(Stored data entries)
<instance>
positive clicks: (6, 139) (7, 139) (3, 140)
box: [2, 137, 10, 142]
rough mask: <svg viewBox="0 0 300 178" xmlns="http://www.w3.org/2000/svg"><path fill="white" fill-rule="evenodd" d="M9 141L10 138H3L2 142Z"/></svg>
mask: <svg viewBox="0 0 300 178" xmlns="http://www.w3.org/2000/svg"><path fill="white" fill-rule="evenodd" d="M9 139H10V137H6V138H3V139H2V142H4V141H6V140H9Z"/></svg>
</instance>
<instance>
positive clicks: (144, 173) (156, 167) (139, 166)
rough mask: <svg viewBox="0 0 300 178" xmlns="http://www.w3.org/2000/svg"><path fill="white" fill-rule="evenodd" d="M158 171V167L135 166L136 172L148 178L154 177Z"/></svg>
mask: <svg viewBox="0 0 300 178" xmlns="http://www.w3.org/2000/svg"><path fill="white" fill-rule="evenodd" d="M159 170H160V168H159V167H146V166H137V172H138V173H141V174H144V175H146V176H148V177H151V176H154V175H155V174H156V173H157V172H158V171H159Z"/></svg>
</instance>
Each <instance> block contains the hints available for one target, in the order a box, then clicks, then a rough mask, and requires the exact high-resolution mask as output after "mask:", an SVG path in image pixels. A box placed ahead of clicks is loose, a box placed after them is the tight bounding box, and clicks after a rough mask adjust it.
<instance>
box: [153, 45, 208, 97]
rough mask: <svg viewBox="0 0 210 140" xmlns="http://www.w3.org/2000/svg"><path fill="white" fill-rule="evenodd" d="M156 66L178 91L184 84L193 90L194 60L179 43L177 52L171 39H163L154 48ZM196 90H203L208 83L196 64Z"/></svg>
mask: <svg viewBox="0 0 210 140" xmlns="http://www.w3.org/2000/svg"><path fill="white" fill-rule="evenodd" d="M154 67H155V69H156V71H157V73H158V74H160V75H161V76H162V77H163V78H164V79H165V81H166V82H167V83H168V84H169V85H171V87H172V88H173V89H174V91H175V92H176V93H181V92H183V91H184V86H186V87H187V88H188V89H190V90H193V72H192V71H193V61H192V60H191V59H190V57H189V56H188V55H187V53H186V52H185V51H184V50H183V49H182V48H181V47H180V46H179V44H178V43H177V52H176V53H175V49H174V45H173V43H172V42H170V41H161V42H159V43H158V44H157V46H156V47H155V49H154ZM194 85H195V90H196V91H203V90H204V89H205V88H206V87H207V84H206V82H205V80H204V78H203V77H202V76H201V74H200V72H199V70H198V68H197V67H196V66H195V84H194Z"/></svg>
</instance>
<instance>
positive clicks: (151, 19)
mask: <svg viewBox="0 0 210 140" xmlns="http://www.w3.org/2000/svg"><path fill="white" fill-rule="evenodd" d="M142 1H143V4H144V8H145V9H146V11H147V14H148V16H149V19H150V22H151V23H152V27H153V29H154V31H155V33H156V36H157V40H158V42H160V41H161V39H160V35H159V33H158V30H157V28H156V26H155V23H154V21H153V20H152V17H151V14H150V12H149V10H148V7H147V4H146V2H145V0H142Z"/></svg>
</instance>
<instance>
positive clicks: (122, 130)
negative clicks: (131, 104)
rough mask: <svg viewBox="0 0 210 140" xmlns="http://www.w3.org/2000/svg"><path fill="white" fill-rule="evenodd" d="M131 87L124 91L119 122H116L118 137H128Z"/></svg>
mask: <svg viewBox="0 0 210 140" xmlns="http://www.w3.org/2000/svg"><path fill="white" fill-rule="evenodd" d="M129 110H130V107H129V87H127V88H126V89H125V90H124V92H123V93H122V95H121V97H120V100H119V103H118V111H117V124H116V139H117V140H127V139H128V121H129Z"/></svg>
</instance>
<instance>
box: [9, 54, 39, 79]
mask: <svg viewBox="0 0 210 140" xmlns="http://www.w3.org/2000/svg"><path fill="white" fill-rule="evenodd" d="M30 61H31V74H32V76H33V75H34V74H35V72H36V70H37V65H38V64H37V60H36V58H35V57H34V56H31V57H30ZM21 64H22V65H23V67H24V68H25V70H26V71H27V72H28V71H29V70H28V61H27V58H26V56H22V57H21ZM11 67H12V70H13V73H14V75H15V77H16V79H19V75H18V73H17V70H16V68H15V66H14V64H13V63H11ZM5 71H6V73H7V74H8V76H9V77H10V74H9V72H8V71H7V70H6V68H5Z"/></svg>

**What the task requires**
Transcribe each record exactly as it is written above.

**Final answer**
<instance>
positive clicks: (6, 139) (7, 139) (3, 140)
box: [2, 137, 10, 142]
rough mask: <svg viewBox="0 0 300 178" xmlns="http://www.w3.org/2000/svg"><path fill="white" fill-rule="evenodd" d="M9 141L10 138H3L2 142Z"/></svg>
mask: <svg viewBox="0 0 300 178" xmlns="http://www.w3.org/2000/svg"><path fill="white" fill-rule="evenodd" d="M9 139H10V137H6V138H3V139H2V142H4V141H6V140H9Z"/></svg>
</instance>
<instance>
positive clicks: (144, 173) (156, 167) (139, 166)
rough mask: <svg viewBox="0 0 300 178" xmlns="http://www.w3.org/2000/svg"><path fill="white" fill-rule="evenodd" d="M158 171V167L135 166L136 172L148 178L154 177Z"/></svg>
mask: <svg viewBox="0 0 300 178" xmlns="http://www.w3.org/2000/svg"><path fill="white" fill-rule="evenodd" d="M159 170H160V168H159V167H146V166H137V172H138V173H141V174H144V175H146V176H148V177H151V176H154V175H155V174H156V173H157V172H158V171H159Z"/></svg>
</instance>
Each <instance> block contains the hints available for one target, in the order a box, then clicks, then a rough mask, and requires the exact high-resolution mask as output after "mask:", an SVG path in image pixels. A box placed ahead of clicks is loose, a box placed after them is the tight bounding box, and clicks after a rough mask adjust it.
<instance>
box: [153, 45, 208, 97]
rough mask: <svg viewBox="0 0 210 140" xmlns="http://www.w3.org/2000/svg"><path fill="white" fill-rule="evenodd" d="M156 66L178 91L184 84L193 90L194 60L179 43L177 52L171 39H163L154 48ZM196 90H203L208 83L196 64Z"/></svg>
mask: <svg viewBox="0 0 210 140" xmlns="http://www.w3.org/2000/svg"><path fill="white" fill-rule="evenodd" d="M154 67H155V69H156V71H157V73H158V74H160V75H161V76H162V77H163V78H164V79H165V81H166V82H167V83H168V84H169V85H171V87H172V88H173V89H174V91H175V92H176V93H181V92H183V91H184V86H186V87H187V88H188V89H190V90H193V72H192V71H193V61H192V60H191V59H190V57H189V56H188V55H187V53H186V52H185V51H184V50H183V49H182V48H181V47H180V46H179V44H178V43H177V52H176V53H175V49H174V45H173V43H172V42H170V41H161V42H159V43H158V44H157V46H156V47H155V49H154ZM194 85H195V90H196V91H203V90H204V89H205V88H206V87H207V84H206V82H205V80H204V78H203V77H202V76H201V74H200V72H199V70H198V68H197V67H196V66H195V84H194Z"/></svg>
</instance>
<instance>
positive clicks: (151, 19)
mask: <svg viewBox="0 0 210 140" xmlns="http://www.w3.org/2000/svg"><path fill="white" fill-rule="evenodd" d="M142 1H143V4H144V8H145V9H146V11H147V14H148V16H149V19H150V22H151V23H152V27H153V29H154V31H155V33H156V36H157V40H158V42H160V41H161V39H160V35H159V33H158V30H157V28H156V26H155V23H154V21H153V20H152V17H151V14H150V12H149V10H148V7H147V4H146V2H145V0H142Z"/></svg>
</instance>
<instance>
positive clicks: (122, 130)
negative clicks: (131, 104)
rough mask: <svg viewBox="0 0 210 140" xmlns="http://www.w3.org/2000/svg"><path fill="white" fill-rule="evenodd" d="M131 87L124 91L119 122H116L118 137H128Z"/></svg>
mask: <svg viewBox="0 0 210 140" xmlns="http://www.w3.org/2000/svg"><path fill="white" fill-rule="evenodd" d="M129 110H130V107H129V87H127V88H126V89H125V90H124V92H123V93H122V95H121V97H120V100H119V103H118V111H117V124H116V139H117V140H127V139H128V121H129Z"/></svg>
</instance>
<instance>
box: [9, 54, 39, 79]
mask: <svg viewBox="0 0 210 140" xmlns="http://www.w3.org/2000/svg"><path fill="white" fill-rule="evenodd" d="M30 61H31V74H32V76H33V75H34V74H35V72H36V70H37V65H38V64H37V60H36V58H35V57H34V56H31V57H30ZM21 64H22V65H23V67H24V68H25V70H26V71H27V72H28V71H29V70H28V61H27V58H26V56H22V57H21ZM11 67H12V70H13V73H14V75H15V77H16V79H19V75H18V73H17V70H16V68H15V66H14V64H13V63H11ZM5 71H6V73H7V74H8V76H9V77H10V74H9V72H8V71H7V70H6V68H5Z"/></svg>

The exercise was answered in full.